> Written task
Copy out the rows starting at the line with "Note to the class: mark the bush" and ending at the line with "Query: bush", keeping every character the same.

> Input
# # #

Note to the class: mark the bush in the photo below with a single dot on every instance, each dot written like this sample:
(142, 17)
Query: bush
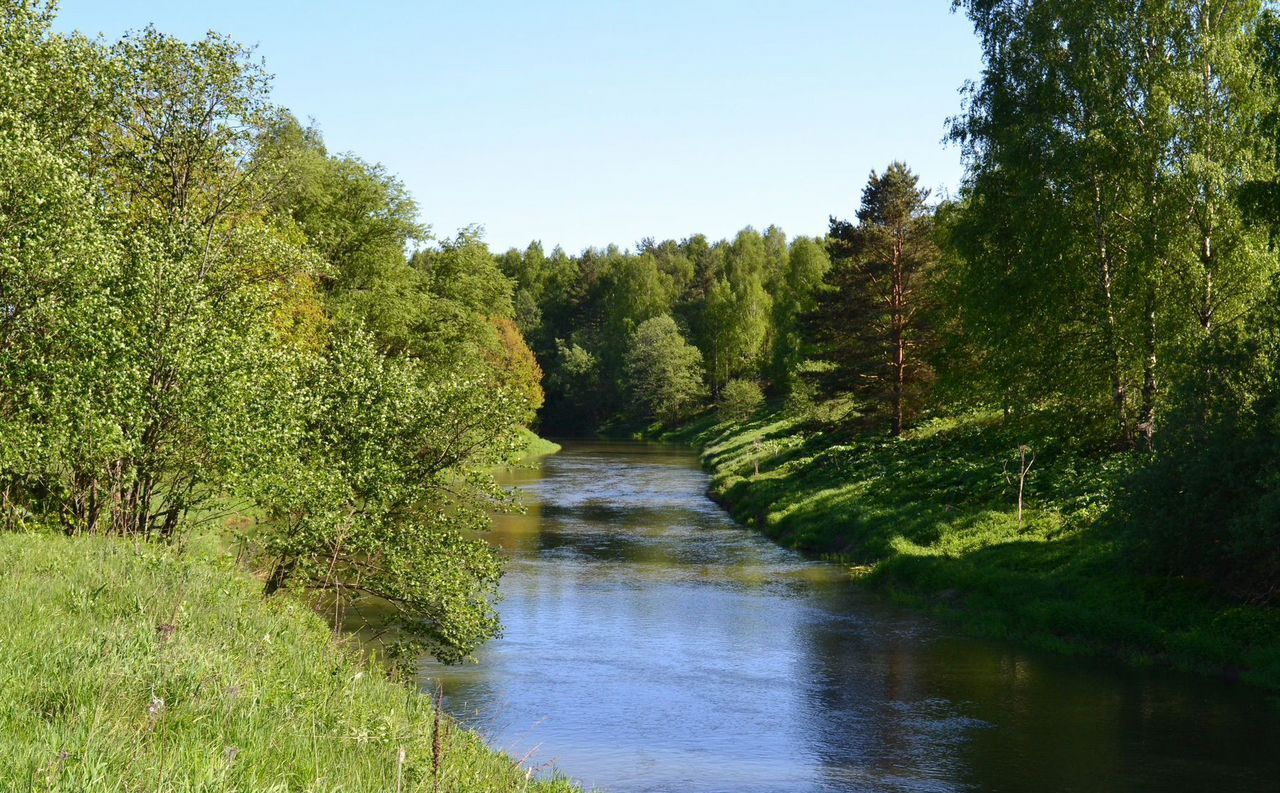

# # #

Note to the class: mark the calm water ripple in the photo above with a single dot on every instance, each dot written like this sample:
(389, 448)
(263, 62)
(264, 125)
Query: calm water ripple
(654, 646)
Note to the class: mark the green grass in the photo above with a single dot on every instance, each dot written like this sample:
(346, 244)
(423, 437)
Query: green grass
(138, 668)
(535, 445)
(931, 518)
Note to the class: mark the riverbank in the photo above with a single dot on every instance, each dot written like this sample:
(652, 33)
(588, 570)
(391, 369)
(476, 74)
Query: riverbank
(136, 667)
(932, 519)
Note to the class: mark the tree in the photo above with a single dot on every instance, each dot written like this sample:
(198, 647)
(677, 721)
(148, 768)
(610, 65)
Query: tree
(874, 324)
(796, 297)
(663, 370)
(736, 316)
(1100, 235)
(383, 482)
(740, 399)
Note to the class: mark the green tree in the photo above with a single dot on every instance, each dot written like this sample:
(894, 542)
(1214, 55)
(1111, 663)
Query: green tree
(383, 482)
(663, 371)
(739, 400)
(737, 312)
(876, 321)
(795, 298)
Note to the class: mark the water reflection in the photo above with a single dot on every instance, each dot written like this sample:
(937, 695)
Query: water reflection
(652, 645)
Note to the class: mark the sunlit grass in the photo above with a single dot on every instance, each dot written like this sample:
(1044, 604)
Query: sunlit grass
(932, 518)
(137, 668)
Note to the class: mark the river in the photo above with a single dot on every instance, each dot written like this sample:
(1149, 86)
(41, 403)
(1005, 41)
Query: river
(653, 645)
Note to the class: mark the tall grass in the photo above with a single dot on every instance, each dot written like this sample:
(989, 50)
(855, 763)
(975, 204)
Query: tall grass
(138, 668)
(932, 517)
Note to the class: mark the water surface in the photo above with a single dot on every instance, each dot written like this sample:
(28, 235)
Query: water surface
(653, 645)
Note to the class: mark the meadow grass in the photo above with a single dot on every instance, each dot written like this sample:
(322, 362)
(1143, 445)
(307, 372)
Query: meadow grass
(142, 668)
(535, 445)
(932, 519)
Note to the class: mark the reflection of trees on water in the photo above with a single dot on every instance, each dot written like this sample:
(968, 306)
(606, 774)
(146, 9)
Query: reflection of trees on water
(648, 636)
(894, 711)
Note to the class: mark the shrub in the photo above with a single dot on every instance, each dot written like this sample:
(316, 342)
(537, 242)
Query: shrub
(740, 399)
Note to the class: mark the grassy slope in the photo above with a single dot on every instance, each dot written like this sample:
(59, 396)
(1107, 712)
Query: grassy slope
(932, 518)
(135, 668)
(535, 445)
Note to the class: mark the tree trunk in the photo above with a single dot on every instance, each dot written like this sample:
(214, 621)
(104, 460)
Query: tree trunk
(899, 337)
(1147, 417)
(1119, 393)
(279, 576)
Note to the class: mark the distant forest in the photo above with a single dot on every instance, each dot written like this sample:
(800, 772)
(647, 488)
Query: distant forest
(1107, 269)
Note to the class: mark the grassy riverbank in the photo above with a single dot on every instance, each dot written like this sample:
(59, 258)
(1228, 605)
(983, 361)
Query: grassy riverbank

# # #

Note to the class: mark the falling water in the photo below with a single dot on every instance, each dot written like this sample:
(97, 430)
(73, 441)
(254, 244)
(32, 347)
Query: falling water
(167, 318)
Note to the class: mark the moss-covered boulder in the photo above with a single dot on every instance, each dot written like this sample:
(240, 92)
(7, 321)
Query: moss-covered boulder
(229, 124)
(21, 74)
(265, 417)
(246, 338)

# # #

> Solution to this task
Note to the class: mark the bush in the photo below with a single dot on every instance, each dot written like this sample:
(142, 17)
Query: bush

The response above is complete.